Pointing and labeling entries
····················

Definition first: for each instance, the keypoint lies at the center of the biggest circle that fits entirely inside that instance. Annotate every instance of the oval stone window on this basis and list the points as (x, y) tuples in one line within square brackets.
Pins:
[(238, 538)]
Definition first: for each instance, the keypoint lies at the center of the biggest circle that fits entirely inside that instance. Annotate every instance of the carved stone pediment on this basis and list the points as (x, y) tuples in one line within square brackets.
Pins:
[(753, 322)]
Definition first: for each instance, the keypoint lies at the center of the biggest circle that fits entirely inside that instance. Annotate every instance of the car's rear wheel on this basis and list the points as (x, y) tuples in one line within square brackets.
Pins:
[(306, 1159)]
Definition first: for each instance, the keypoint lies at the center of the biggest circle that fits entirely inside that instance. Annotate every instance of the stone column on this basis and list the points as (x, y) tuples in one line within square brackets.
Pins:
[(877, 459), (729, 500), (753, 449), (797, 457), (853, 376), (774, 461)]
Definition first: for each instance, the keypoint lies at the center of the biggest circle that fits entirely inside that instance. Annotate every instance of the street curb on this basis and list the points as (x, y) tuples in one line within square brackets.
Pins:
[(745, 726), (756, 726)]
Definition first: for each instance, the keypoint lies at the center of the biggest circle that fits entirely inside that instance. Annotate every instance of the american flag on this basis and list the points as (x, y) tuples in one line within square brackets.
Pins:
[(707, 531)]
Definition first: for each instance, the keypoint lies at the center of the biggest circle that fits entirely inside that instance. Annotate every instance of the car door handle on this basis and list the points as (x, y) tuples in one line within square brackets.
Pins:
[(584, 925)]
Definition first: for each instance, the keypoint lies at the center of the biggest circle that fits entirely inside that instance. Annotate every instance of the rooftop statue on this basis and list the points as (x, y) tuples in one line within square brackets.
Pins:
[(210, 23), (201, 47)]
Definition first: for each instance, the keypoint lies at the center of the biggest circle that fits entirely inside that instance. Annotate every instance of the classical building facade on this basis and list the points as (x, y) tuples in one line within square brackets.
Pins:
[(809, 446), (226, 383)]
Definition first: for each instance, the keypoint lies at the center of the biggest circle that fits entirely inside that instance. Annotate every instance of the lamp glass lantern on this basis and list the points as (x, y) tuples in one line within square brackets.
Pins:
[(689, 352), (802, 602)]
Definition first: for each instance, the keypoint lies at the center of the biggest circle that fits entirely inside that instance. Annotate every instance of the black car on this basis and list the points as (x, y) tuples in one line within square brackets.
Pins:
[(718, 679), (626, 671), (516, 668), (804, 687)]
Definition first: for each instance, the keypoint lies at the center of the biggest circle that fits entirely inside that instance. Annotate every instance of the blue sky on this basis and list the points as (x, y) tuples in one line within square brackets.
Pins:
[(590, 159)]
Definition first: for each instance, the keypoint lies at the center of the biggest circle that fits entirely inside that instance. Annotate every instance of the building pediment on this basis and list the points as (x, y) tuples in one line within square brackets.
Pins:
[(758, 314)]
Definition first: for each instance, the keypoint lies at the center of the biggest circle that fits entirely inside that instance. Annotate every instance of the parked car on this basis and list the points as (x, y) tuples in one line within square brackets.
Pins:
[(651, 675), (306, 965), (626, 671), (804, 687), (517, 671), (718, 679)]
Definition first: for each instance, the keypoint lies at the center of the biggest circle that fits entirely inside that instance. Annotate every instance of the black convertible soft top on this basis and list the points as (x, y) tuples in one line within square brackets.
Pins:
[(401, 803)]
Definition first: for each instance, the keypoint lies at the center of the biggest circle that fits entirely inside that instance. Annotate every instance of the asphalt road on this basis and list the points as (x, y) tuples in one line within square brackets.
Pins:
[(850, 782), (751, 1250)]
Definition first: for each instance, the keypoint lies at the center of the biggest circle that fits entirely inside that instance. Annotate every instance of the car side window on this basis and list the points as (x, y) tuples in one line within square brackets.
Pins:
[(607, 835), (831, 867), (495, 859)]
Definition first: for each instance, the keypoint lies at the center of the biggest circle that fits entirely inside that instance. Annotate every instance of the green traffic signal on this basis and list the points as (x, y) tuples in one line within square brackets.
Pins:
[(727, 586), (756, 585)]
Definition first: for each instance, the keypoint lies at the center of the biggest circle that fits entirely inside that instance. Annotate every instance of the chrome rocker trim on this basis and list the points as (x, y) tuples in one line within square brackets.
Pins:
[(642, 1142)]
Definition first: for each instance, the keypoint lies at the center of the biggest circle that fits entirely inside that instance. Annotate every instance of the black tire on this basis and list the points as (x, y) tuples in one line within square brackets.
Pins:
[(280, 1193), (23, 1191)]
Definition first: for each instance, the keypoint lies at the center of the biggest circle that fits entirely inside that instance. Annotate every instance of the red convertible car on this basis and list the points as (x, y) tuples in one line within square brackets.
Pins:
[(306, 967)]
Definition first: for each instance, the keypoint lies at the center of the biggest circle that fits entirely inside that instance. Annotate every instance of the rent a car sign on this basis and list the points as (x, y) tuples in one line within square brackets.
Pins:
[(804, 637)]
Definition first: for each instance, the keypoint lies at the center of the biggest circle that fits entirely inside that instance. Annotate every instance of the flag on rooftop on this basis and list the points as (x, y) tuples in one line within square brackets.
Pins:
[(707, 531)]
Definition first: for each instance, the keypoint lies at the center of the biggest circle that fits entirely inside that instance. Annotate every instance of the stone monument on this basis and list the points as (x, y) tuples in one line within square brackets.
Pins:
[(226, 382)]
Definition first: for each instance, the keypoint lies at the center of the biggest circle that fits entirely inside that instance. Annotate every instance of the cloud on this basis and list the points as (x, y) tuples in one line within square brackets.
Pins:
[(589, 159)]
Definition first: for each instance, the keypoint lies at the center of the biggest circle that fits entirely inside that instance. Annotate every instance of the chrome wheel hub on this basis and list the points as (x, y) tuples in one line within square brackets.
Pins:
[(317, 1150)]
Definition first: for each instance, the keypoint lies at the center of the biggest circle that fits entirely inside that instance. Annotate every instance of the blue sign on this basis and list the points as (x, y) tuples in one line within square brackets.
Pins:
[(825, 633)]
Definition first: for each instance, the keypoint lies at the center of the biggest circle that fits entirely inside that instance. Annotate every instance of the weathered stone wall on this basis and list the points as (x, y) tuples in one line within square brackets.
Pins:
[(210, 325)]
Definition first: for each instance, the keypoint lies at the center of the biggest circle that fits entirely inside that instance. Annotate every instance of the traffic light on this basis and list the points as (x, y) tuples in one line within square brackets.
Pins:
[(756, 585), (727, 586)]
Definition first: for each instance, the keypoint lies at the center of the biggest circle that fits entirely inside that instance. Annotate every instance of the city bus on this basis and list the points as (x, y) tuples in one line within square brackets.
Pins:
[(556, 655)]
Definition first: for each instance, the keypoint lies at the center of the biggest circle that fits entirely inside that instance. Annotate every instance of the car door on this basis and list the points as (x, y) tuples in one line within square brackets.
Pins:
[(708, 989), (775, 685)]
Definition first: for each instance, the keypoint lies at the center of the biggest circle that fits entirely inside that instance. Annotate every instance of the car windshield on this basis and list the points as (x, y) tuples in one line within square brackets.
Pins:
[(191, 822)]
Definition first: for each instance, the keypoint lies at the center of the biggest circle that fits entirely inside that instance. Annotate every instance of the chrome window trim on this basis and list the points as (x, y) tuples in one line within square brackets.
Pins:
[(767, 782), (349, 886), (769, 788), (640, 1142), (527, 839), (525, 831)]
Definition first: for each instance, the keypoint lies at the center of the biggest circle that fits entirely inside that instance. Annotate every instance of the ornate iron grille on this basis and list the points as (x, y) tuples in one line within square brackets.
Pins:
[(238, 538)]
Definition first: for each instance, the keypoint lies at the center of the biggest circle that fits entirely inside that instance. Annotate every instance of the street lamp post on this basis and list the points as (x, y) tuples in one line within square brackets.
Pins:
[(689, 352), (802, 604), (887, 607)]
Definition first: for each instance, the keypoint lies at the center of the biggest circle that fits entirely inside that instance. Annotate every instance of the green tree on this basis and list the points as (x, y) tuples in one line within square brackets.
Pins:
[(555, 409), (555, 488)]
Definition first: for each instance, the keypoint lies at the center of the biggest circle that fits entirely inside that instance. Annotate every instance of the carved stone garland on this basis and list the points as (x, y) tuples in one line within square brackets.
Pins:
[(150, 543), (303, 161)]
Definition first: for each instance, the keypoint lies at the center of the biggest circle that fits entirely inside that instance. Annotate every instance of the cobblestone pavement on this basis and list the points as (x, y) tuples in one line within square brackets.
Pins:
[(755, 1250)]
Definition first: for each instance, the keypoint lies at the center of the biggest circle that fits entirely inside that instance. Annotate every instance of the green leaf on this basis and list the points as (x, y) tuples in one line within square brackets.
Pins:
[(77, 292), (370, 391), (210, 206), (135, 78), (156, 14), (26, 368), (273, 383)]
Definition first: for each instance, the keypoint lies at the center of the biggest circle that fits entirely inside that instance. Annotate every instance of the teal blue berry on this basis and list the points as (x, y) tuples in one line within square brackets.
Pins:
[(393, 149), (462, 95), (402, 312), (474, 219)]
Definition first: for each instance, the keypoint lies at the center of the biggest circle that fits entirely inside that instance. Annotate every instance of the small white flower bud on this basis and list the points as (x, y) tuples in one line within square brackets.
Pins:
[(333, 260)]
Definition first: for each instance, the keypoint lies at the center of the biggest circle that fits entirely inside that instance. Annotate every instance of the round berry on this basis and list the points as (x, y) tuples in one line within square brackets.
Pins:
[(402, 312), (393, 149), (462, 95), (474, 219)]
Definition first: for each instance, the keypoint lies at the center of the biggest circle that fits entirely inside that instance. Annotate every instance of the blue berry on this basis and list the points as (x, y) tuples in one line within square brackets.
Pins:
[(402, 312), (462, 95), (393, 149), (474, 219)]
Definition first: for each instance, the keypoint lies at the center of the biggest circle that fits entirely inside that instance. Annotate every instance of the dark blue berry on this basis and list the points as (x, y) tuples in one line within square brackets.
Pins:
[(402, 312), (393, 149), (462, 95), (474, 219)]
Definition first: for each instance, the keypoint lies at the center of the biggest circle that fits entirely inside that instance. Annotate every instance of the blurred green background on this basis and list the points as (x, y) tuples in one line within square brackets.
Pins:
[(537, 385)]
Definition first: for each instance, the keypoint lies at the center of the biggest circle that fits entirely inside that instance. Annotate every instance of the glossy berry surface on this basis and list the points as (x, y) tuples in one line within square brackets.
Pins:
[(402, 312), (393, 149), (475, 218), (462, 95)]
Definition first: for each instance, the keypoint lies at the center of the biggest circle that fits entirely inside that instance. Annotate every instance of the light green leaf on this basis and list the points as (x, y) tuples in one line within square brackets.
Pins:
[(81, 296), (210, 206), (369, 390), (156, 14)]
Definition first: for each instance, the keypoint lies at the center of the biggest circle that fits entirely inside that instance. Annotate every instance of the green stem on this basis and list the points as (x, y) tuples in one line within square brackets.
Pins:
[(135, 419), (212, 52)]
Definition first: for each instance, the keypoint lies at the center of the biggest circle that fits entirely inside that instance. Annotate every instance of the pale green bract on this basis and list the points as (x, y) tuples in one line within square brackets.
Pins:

····················

§ **To be done**
Please write out again the lines from the one containing "the stone column" through the one containing "376), (774, 461)]", requests included. Scale every coordinate in the answers by 0.65 and round each to a whole number, with halves going up.

§ **Response to the exercise**
Definition first: for each instance, the keypoint lies at the center of the biggest circle that fits entirely inside that instance. Annotate every instance of the stone column on this basis and list the points as (x, y) tuples in one line within square brackets.
Pins:
[(570, 298), (474, 325), (489, 292), (518, 297), (554, 244), (503, 300)]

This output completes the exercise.